Para fazer avançar mais rapidamente a União Europeia, a França e a Alemanha organizarão cooperações reforçadas sobre diferentes temas, em tal escolhendo os seus parceiros à unha. Será mantido, entretanto, o princípio de decisão por unanimidade, mas unicamente com os Estados pré-selecionados que estejam já de acordo com eles.

A coesão deste conjunto será mantida em volta de quatro valores comuns: 

- «a democracia eleitoral e representativa,
- o respeito pela pessoa humana,
- a tolerância religiosa e a liberdade de expressão,
- e a crença no progresso».

«A democracia eleitoral e representativa» só se aplicará ao nível local (agrupamentos de comunas e regiões administrativas, os municípios e os departamentos destinados a desaparecer), uma vez que não haverá mais qualquer soberania nacional. 

«O respeito pela pessoa humana, a tolerância religiosa e a liberdade» deverão ser entendidas no sentido da Convenção de salvaguarda dos Direitos do Homem e das Liberdades Fundamentais, e não mais da Declaração de 1789, portanto colocada no preâmbulo da Constituição. _ «A crença no progresso» irá permitir mobilizar os cidadãos europeus numa altura em que todos vêem países no Médio-Oriente Alargado, antes em bom estado, subitamente varridos do mapa e atirados de volta para a Idade da Pedra.

O método Macron

A França deverá utilizar o instrumento europeu para se adaptar ao «mundo multipolar e instável». Sendo claro que está fora de questão restabelecer a aliança franco-russa, que o Presidente Sadi Carnot e o Imperador Alexandre III haviam concluído, já que a União Europeia é o componente civil da Aliança Militar Atlântica, de nada serve basear a diplomacia francesa na História ou nos valores.

Convêm, pelo contrário, jogar o papel de «contrapeso» afim de manter «os laços com as grandes potências cujos interesses estratégicos divergem». Compreenda-se, o Presidente não fala sobre os interesses que divergem entrepor um lado os Estados Unidos e por outro a Rússia e a China, mas em manter os laços que essas duas grandes potências devem ter com os Estados Unidos.

> [DADOS BRUTOS]
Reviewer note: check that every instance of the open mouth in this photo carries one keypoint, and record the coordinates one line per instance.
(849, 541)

> [TAREFA A CUMPRIR]
Escreve a continuação do texto sobre o papel da França na União Europeia, a partir da sua última frase.

> [RESULTADO DA TAREFA]
«Para isso precisamos (...) inserir-nos na tradição das alianças existentes e, de maneira oportunista, construir alianças de circunstância que nos permitam ser mais eficazes». O papel dos diplomatas não é mais, portanto, o de defender a longo prazo os valores da França, mas rastrear a curto prazo as oportunidades, as boas opções a concretizar.

«A estabilidade do mundo»

Sendo este o quadro de trabalho europeu e este o método estabelecidos, a função da diplomacia francesa será tanto a de garantir a segurança dos Franceses, participando na «estabilidade mundial», como a de ganhar influência defendendo para isso «os bens comuns universais».

Uma vez que desde a queda do Muro de Berlim, e o fim da soberania nacional, já não existe um inimigo convencional, a França não necessita mais de um exército para defender o seu território. Pelo contrário, ela tem que fazer face a um inimigo não-convencional, o «terrorismo islamista», que exige dela ao mesmo tempo uma força policial omnipresente e um exército de projeção capaz de intervir nos focos de terrorismo no exterior: a Síria e o Iraque por um lado, a Líbia e o Sahel por outro. É evidentemente esta mudança de objectivo, e não uma questão orçamental, o que conduziu o Presidente Macron a demitir o chefe de Estado-Maior das Forças Armadas. Falta agora reformar a polícia.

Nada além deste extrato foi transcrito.